◆ **PAGE EXCERPT**:
#####
International corporations do this because it's cheaper.  They use the lack of these laws to evade our laws here.  We permit it, we allow them to import as "free trade", and in doing so we are just as responsible for the exploitation of the people, and destruction of the environment, as if it took place right behind your house.

But for our economic activity in this "trade" that pollution and slave-labor would not happen.

So cut the crap America.

Either our standards are valid or they are not.  If they are, then they are.  Enforce them.  Since we can't force other nations to conform with our laws, the solution is simple: we enact wage and environmental parity tariffs, thereby destroying the incentive for firms to poison the environment and exploit people elsewhere to evade our laws here.

The manufacturers now have a choice - either bring the jobs back here, in which case we now have a rising wage base, or our Treasury gets refilled with funds with which to pay welfare and other benefits in various forms to those who are displaced.

Neither political party wants to face this reality, of course.  But that doesn't make it less true.  To the contrary - it is absolutely the case, and we're hypocrites.

We as Americans, bluntly, are pigs.  We claim that "Minimum Wage" laws are both just and necessary, but we won't enforce that which we claim is just and necessary - instead we give manufacturers a simple way around the law by simply firing all the US workers involved and moving the plant to Mexico or China!
#####
◆ **THE DATA**:
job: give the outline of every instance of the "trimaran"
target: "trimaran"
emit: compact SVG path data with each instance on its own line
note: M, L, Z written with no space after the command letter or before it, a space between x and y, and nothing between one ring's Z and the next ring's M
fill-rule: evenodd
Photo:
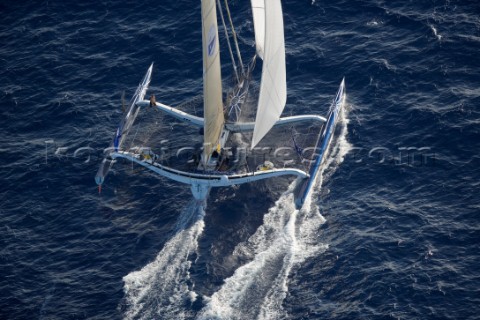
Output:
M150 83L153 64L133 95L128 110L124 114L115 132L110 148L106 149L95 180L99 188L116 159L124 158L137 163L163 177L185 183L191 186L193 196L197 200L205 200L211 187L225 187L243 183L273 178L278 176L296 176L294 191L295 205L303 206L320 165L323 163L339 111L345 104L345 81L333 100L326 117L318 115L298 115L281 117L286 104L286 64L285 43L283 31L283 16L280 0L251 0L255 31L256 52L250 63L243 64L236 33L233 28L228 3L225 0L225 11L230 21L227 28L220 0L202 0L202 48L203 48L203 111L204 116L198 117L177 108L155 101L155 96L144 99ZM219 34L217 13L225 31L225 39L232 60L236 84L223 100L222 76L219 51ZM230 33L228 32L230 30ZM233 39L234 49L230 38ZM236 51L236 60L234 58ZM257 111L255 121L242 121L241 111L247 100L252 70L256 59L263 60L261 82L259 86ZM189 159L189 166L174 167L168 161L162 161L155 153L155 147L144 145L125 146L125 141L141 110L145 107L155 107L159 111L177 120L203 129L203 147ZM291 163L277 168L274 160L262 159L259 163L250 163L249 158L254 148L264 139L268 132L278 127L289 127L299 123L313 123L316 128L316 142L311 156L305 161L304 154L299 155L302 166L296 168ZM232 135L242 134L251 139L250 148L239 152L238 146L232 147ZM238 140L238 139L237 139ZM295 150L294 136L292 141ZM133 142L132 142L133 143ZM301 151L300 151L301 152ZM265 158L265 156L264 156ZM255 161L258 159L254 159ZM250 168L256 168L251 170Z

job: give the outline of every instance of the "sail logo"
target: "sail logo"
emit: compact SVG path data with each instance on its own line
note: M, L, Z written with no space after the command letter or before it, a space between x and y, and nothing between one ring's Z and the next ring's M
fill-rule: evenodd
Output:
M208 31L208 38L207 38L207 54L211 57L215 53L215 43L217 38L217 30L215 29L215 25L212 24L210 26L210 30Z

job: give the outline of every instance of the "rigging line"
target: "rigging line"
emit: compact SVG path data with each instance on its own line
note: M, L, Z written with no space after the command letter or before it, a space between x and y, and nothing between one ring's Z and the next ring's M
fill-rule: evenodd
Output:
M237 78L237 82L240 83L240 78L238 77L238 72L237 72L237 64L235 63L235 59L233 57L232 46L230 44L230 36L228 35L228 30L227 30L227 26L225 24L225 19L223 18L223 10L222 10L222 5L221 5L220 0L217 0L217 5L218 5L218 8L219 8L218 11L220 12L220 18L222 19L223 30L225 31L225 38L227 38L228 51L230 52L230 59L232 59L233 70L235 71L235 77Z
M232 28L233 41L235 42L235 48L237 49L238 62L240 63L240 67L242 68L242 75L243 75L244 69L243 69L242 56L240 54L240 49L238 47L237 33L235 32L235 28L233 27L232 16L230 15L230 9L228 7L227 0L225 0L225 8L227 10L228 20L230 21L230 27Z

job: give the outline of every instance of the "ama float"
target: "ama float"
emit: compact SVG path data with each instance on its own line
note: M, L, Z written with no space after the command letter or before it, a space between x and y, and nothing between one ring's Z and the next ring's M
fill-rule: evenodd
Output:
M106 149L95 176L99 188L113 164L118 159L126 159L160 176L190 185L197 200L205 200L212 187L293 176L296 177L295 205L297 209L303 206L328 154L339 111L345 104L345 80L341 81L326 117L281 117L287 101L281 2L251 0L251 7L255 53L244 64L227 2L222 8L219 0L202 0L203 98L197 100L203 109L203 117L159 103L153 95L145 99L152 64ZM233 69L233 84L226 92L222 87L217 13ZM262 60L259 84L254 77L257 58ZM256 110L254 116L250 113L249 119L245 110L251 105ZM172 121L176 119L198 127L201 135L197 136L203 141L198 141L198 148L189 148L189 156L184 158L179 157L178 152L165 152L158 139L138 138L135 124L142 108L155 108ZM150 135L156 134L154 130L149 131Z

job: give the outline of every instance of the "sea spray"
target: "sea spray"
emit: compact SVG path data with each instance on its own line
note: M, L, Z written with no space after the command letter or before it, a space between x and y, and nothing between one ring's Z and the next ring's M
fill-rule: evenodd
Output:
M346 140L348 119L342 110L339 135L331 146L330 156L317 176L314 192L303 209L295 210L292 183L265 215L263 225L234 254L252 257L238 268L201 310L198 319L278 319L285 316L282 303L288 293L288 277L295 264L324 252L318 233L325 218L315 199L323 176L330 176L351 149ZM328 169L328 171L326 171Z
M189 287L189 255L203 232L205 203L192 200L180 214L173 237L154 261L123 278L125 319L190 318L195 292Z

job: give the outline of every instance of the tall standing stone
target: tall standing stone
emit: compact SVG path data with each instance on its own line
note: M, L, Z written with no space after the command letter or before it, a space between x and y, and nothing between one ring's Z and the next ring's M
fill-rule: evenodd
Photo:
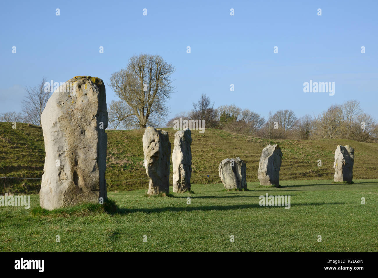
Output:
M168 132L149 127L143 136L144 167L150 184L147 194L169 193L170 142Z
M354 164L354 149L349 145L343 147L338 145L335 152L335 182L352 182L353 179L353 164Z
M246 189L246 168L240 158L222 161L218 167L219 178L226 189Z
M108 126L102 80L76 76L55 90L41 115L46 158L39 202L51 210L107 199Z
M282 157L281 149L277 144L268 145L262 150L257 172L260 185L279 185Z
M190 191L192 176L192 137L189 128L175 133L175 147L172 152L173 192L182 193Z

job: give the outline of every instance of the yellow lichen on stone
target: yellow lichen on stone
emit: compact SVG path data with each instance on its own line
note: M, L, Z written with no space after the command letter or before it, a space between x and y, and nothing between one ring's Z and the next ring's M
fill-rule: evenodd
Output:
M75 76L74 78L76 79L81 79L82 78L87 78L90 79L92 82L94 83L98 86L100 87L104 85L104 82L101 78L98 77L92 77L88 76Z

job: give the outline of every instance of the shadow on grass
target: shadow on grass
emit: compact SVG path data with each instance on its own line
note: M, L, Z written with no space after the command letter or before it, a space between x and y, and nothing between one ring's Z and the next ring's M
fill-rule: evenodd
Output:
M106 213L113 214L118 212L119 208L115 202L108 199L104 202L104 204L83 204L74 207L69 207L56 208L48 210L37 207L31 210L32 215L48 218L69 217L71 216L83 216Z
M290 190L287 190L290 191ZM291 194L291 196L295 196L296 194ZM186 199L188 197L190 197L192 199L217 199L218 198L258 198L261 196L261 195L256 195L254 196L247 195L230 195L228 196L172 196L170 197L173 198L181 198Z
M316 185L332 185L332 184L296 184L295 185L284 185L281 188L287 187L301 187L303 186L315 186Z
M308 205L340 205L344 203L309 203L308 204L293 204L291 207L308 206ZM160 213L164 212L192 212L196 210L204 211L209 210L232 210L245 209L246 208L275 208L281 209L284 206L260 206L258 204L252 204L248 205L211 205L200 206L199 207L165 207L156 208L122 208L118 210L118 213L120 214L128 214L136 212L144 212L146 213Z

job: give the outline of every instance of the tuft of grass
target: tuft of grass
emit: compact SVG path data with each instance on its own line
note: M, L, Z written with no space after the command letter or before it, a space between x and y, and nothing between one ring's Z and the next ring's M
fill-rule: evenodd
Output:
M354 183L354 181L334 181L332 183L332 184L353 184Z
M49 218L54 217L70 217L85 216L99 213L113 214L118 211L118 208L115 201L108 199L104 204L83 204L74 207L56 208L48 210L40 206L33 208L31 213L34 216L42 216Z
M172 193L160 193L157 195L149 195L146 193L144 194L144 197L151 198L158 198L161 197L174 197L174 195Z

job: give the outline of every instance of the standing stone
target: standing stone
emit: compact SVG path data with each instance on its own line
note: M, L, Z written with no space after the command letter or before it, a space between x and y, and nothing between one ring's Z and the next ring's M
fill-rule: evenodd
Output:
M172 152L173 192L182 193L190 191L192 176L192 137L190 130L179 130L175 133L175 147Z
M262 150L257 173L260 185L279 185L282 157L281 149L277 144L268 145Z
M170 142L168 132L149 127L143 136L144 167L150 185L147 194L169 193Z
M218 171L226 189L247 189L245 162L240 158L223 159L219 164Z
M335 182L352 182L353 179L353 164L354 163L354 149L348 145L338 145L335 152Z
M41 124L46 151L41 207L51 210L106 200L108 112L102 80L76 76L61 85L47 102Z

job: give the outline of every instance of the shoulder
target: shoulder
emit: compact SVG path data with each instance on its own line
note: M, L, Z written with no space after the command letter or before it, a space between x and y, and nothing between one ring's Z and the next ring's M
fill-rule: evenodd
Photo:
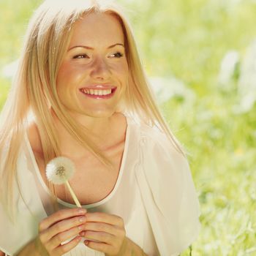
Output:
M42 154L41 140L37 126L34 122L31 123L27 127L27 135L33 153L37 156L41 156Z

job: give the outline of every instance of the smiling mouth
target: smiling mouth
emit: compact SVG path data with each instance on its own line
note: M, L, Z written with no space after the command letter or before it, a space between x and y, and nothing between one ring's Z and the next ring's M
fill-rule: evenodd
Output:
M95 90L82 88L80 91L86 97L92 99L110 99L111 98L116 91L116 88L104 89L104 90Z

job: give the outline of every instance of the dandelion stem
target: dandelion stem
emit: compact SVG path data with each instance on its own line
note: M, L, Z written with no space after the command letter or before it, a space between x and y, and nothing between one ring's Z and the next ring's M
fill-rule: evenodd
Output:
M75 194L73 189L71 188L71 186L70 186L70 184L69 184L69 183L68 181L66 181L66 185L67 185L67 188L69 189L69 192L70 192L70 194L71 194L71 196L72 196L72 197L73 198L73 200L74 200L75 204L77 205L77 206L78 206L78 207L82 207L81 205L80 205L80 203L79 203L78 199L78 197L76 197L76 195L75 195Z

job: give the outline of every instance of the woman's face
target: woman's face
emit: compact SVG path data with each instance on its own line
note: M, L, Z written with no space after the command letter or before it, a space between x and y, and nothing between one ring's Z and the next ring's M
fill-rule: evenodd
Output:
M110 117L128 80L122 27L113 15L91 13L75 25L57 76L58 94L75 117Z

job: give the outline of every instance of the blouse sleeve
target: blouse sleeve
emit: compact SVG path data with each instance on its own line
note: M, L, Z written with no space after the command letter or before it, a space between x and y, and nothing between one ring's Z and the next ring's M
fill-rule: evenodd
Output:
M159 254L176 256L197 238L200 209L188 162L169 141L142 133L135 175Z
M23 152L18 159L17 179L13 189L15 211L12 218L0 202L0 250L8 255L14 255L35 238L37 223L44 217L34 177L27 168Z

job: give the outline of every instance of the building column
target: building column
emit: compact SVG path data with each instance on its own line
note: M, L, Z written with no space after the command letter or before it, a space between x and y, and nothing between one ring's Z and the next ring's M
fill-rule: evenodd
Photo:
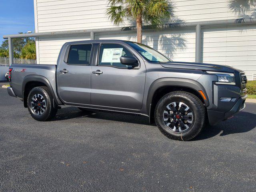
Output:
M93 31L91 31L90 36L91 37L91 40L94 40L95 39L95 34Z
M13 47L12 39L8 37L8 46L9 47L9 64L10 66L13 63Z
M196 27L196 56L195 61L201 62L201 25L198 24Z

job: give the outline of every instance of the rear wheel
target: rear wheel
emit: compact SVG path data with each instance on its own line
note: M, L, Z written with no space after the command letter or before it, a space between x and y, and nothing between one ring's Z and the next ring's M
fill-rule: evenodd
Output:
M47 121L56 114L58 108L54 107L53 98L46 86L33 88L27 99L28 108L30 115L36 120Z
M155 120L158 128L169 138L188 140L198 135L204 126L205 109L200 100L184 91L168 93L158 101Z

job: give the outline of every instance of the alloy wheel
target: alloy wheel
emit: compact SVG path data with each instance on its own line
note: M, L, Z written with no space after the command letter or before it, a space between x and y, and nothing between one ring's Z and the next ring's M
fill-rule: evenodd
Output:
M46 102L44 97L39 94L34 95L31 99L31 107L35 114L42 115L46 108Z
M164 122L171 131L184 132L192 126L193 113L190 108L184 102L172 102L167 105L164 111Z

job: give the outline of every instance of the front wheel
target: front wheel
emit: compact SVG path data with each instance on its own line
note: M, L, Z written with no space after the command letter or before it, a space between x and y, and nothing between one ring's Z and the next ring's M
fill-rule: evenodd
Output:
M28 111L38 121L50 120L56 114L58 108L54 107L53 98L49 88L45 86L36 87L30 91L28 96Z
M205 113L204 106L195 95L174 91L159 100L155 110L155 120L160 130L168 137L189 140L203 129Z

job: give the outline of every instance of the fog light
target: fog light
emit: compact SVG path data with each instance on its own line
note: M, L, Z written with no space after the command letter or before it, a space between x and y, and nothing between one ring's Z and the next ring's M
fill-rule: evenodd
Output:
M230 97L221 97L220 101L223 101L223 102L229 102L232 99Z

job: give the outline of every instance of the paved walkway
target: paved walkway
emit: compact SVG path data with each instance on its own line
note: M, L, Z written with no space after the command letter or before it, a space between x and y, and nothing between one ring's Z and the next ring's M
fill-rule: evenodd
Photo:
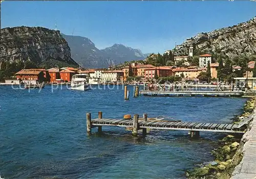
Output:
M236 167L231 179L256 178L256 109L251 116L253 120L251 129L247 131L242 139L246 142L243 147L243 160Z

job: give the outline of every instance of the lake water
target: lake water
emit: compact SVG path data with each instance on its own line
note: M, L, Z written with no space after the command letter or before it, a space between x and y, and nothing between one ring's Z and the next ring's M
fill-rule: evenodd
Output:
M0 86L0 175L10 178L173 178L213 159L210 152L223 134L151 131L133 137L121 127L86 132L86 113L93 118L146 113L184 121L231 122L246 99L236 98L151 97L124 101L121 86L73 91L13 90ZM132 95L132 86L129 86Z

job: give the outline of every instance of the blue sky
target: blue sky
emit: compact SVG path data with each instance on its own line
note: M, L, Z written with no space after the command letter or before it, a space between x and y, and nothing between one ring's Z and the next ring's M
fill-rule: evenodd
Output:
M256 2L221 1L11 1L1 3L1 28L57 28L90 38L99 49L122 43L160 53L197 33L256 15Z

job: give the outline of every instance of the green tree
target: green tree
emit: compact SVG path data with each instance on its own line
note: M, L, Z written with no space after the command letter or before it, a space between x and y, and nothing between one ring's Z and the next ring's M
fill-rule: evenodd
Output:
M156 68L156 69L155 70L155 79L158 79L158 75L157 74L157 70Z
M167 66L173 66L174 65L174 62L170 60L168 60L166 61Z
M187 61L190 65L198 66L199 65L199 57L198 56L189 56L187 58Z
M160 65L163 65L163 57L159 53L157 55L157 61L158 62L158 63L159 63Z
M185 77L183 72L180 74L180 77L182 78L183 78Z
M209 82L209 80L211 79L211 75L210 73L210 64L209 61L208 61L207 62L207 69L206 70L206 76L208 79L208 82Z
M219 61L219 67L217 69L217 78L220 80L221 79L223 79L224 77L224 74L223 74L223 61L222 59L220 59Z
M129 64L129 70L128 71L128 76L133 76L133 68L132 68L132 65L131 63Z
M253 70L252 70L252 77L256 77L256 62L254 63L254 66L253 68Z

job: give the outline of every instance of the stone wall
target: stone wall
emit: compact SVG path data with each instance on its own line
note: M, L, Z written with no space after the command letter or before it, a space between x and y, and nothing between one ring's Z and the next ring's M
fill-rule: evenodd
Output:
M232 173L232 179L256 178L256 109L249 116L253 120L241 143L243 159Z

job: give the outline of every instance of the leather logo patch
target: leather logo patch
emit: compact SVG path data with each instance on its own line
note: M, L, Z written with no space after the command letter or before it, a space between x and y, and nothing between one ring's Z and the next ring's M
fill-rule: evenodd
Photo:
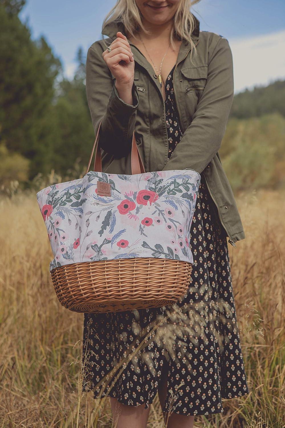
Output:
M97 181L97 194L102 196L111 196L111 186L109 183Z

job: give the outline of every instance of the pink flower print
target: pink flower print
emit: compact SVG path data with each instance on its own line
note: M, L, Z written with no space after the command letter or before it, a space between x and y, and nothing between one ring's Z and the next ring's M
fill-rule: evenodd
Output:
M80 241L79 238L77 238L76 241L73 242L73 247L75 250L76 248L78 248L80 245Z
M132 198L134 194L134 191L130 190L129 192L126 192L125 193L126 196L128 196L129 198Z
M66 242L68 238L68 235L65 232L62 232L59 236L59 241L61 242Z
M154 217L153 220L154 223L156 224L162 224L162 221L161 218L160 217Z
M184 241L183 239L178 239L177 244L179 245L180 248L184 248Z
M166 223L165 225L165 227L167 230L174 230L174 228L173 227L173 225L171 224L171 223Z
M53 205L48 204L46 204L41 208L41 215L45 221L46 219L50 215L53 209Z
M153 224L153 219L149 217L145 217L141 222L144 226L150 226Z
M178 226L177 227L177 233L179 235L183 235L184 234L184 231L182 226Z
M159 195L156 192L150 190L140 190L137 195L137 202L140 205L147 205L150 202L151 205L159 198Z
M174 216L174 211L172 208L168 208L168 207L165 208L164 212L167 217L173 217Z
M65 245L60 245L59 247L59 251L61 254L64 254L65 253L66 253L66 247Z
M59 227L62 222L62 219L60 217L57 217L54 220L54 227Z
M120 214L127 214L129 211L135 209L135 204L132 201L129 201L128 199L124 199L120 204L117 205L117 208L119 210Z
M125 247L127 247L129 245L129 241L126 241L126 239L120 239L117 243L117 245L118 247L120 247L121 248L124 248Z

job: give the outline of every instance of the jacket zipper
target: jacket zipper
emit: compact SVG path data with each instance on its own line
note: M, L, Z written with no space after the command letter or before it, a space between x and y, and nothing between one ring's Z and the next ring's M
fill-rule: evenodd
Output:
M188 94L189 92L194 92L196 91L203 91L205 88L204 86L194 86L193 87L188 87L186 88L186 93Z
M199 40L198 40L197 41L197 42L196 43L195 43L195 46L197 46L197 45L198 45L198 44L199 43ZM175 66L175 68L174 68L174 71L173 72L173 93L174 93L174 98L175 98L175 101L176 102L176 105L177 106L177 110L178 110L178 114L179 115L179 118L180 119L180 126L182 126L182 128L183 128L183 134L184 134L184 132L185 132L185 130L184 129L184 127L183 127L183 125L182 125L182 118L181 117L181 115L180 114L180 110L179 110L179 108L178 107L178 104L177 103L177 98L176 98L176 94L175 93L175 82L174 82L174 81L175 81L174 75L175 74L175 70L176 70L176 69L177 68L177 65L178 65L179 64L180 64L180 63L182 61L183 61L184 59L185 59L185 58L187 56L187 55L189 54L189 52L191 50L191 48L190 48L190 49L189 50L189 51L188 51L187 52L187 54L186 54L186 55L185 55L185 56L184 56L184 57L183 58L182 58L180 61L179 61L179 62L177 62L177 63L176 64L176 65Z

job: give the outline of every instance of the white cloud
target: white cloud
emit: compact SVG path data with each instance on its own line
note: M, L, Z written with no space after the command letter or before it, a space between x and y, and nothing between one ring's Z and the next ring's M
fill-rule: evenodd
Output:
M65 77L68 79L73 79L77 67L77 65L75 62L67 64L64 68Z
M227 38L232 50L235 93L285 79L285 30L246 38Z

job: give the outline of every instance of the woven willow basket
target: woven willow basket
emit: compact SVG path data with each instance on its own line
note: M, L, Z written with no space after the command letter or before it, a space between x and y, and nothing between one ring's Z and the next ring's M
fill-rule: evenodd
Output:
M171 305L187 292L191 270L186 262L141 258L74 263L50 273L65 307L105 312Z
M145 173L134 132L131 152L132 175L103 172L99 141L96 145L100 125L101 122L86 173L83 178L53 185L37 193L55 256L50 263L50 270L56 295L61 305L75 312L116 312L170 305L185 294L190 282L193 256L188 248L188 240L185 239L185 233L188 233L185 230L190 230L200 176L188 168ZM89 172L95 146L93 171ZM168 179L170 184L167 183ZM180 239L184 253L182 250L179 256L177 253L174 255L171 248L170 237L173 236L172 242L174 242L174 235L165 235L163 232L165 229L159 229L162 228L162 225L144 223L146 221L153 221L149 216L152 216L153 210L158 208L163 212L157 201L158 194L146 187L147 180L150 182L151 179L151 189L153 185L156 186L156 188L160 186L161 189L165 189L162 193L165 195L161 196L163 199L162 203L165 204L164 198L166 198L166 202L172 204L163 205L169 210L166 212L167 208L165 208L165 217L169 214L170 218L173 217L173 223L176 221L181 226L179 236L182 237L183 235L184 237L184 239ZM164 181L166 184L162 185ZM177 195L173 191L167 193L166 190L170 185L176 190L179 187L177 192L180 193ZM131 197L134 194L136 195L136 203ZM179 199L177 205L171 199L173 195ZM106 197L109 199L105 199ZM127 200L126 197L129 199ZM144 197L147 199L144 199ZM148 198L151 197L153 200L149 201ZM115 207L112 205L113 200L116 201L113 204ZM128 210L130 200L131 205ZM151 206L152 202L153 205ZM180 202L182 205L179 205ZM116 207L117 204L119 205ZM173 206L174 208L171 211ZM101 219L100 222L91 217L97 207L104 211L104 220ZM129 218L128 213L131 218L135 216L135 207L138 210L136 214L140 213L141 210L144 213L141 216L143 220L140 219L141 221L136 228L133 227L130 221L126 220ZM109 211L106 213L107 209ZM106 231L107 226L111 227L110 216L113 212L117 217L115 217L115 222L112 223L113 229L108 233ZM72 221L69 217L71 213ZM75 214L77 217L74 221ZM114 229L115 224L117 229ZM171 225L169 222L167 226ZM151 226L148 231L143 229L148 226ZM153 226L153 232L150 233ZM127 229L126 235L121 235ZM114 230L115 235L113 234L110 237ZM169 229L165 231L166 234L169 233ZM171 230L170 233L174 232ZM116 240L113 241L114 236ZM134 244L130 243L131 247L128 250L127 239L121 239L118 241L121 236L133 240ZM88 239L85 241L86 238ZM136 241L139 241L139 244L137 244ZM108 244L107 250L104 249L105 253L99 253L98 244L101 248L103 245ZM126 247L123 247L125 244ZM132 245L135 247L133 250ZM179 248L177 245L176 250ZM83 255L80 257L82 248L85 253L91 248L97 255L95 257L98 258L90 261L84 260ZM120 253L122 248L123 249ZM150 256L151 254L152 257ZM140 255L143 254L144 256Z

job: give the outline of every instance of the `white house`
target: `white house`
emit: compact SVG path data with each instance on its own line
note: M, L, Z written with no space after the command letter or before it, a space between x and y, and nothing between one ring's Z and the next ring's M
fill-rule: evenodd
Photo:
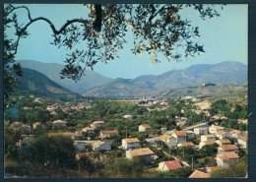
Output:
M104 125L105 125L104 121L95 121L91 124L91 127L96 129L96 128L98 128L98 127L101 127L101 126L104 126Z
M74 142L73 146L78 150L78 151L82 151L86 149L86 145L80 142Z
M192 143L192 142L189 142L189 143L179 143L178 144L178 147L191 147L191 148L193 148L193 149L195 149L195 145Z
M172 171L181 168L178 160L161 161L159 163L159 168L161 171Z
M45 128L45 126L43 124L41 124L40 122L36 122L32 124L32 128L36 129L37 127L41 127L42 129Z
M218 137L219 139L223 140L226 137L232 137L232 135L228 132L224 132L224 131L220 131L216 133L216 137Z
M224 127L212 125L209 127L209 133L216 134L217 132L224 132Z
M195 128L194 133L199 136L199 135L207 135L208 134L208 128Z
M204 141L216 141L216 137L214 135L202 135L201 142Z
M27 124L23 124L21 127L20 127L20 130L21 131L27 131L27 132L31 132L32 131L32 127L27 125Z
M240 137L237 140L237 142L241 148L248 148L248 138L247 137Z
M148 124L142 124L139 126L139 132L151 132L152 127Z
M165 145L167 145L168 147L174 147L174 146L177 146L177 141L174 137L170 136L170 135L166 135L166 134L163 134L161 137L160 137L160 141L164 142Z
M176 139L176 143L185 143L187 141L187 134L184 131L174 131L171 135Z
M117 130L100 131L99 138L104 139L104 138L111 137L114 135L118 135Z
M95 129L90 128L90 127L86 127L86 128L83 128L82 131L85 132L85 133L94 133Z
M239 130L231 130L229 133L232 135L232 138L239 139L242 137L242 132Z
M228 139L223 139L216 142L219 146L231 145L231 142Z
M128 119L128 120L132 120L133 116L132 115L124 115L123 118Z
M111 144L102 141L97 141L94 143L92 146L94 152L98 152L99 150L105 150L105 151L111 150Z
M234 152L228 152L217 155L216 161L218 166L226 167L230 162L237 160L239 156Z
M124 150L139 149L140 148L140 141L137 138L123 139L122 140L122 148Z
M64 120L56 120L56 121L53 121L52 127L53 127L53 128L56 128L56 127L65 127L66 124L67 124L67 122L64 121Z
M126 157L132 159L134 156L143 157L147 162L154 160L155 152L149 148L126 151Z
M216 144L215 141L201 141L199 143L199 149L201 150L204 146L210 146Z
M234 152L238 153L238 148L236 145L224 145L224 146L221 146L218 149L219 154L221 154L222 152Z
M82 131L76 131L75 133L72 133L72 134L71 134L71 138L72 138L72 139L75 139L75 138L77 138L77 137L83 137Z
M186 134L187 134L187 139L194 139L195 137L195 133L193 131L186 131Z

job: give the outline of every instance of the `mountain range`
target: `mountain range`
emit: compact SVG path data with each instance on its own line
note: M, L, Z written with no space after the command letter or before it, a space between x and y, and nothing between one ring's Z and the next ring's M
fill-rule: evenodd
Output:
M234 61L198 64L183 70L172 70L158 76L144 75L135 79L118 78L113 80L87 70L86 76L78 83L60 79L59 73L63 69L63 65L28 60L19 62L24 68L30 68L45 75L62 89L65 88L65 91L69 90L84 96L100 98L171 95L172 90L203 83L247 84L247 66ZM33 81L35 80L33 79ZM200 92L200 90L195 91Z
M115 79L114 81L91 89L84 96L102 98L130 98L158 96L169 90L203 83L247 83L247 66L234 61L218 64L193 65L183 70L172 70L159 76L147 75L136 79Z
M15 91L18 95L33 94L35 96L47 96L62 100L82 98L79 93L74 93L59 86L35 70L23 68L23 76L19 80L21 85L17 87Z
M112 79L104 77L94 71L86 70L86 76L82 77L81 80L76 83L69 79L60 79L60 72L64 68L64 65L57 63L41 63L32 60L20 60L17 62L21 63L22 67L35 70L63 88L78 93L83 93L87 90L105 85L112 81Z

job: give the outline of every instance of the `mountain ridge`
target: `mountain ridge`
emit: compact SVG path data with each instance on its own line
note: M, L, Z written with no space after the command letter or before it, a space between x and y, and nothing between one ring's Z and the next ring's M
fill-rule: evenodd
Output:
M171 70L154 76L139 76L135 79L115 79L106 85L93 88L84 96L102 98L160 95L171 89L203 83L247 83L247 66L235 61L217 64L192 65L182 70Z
#####
◆ **WORK INSTRUCTIONS**: Reproduce the text on trade and tariffs in full, word for word. The lines come from a different source than the text about trade and tariffs.

◆ **THE COMPLETED TASK**:
International corporations do this because it's cheaper.  They use the lack of these laws to evade our laws here.  We permit it, we allow them to import as "free trade", and in doing so we are just as responsible for the exploitation of the people, and destruction of the environment, as if it took place right behind your house.

But for our economic activity in this "trade" that pollution and slave-labor would not happen.

So cut the crap America.

Either our standards are valid or they are not.  If they are, then they are.  Enforce them.  Since we can't force other nations to conform with our laws, the solution is simple: we enact wage and environmental parity tariffs, thereby destroying the incentive for firms to poison the environment and exploit people elsewhere to evade our laws here.

The manufacturers now have a choice - either bring the jobs back here, in which case we now have a rising wage base, or our Treasury gets refilled with funds with which to pay welfare and other benefits in various forms to those who are displaced.

Neither political party wants to face this reality, of course.  But that doesn't make it less true.  To the contrary - it is absolutely the case, and we're hypocrites.

We as Americans, bluntly, are pigs.  We claim that "Minimum Wage" laws are both just and necessary, but we won't enforce that which we claim is just and necessary - instead we give manufacturers a simple way around the law by simply firing all the US workers involved and moving the plant to Mexico or China!